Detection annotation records

■ ■ ■ ■

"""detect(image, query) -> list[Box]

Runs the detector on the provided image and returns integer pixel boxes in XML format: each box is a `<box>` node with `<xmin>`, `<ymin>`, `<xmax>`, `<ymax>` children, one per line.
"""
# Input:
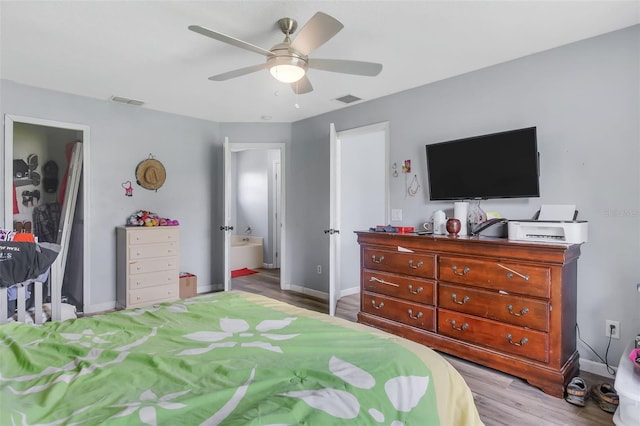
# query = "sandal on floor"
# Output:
<box><xmin>564</xmin><ymin>377</ymin><xmax>589</xmax><ymax>407</ymax></box>
<box><xmin>591</xmin><ymin>383</ymin><xmax>619</xmax><ymax>413</ymax></box>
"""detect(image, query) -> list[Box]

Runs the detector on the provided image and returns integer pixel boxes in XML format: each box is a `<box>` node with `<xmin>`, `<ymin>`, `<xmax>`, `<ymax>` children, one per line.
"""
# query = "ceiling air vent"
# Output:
<box><xmin>334</xmin><ymin>95</ymin><xmax>362</xmax><ymax>104</ymax></box>
<box><xmin>111</xmin><ymin>96</ymin><xmax>144</xmax><ymax>106</ymax></box>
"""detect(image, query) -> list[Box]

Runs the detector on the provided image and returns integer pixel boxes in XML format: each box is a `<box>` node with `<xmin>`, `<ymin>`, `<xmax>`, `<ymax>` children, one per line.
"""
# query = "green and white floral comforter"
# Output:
<box><xmin>0</xmin><ymin>292</ymin><xmax>479</xmax><ymax>425</ymax></box>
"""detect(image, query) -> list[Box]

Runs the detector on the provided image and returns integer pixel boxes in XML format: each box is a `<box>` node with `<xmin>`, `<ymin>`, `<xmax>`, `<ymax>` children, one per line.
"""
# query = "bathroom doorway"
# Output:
<box><xmin>225</xmin><ymin>143</ymin><xmax>286</xmax><ymax>289</ymax></box>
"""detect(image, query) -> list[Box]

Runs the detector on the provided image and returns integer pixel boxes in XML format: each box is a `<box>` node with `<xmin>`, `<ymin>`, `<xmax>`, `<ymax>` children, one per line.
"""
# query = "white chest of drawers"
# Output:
<box><xmin>116</xmin><ymin>226</ymin><xmax>180</xmax><ymax>308</ymax></box>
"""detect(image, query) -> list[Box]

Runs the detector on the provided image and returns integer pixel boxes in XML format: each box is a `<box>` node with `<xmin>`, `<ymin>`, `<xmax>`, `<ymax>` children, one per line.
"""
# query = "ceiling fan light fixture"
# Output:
<box><xmin>268</xmin><ymin>56</ymin><xmax>307</xmax><ymax>83</ymax></box>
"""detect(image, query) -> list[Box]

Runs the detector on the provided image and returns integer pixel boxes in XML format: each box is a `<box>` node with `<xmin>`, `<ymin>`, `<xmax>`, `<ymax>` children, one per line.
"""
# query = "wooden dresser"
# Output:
<box><xmin>357</xmin><ymin>232</ymin><xmax>580</xmax><ymax>397</ymax></box>
<box><xmin>116</xmin><ymin>226</ymin><xmax>180</xmax><ymax>308</ymax></box>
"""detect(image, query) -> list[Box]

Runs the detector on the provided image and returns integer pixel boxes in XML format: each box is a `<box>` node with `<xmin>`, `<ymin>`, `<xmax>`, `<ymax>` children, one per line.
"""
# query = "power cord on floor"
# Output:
<box><xmin>576</xmin><ymin>323</ymin><xmax>616</xmax><ymax>376</ymax></box>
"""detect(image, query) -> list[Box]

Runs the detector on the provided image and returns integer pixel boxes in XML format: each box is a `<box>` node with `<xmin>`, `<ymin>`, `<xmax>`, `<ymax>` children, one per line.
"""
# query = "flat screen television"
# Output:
<box><xmin>426</xmin><ymin>127</ymin><xmax>540</xmax><ymax>201</ymax></box>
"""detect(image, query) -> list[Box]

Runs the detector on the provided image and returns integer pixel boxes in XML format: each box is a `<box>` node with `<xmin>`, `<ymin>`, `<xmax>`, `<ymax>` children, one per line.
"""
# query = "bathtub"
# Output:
<box><xmin>231</xmin><ymin>235</ymin><xmax>264</xmax><ymax>271</ymax></box>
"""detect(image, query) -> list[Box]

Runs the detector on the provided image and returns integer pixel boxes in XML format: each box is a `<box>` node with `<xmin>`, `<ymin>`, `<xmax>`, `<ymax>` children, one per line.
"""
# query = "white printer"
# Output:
<box><xmin>507</xmin><ymin>204</ymin><xmax>589</xmax><ymax>244</ymax></box>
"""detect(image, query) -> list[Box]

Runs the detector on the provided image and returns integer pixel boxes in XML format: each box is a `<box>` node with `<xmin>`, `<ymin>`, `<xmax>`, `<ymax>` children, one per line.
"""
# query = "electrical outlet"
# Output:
<box><xmin>604</xmin><ymin>320</ymin><xmax>620</xmax><ymax>339</ymax></box>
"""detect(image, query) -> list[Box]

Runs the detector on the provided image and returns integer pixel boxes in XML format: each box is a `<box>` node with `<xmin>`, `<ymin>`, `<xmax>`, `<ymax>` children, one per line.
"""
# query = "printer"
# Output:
<box><xmin>507</xmin><ymin>220</ymin><xmax>589</xmax><ymax>244</ymax></box>
<box><xmin>507</xmin><ymin>205</ymin><xmax>589</xmax><ymax>244</ymax></box>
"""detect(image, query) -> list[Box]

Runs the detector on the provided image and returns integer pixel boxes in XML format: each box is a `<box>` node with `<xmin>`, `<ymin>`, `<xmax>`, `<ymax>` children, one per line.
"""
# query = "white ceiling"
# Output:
<box><xmin>0</xmin><ymin>0</ymin><xmax>640</xmax><ymax>122</ymax></box>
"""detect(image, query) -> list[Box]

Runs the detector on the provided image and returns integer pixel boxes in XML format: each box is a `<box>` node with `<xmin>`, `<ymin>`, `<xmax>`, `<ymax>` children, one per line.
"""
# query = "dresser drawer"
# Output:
<box><xmin>129</xmin><ymin>257</ymin><xmax>178</xmax><ymax>275</ymax></box>
<box><xmin>127</xmin><ymin>226</ymin><xmax>180</xmax><ymax>245</ymax></box>
<box><xmin>438</xmin><ymin>284</ymin><xmax>549</xmax><ymax>331</ymax></box>
<box><xmin>362</xmin><ymin>269</ymin><xmax>435</xmax><ymax>305</ymax></box>
<box><xmin>438</xmin><ymin>309</ymin><xmax>549</xmax><ymax>362</ymax></box>
<box><xmin>438</xmin><ymin>256</ymin><xmax>551</xmax><ymax>298</ymax></box>
<box><xmin>362</xmin><ymin>292</ymin><xmax>436</xmax><ymax>331</ymax></box>
<box><xmin>129</xmin><ymin>242</ymin><xmax>179</xmax><ymax>260</ymax></box>
<box><xmin>362</xmin><ymin>247</ymin><xmax>435</xmax><ymax>278</ymax></box>
<box><xmin>127</xmin><ymin>284</ymin><xmax>178</xmax><ymax>308</ymax></box>
<box><xmin>127</xmin><ymin>269</ymin><xmax>179</xmax><ymax>290</ymax></box>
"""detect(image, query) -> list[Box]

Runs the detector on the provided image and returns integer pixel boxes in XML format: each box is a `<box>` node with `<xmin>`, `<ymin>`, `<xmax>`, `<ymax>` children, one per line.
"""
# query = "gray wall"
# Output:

■ ■ ■ ■

Copy every line of the items above that contains the word "white".

# query = "green and white floral comforter"
# query = "white chest of drawers"
# query = "white printer"
# query = "white ceiling"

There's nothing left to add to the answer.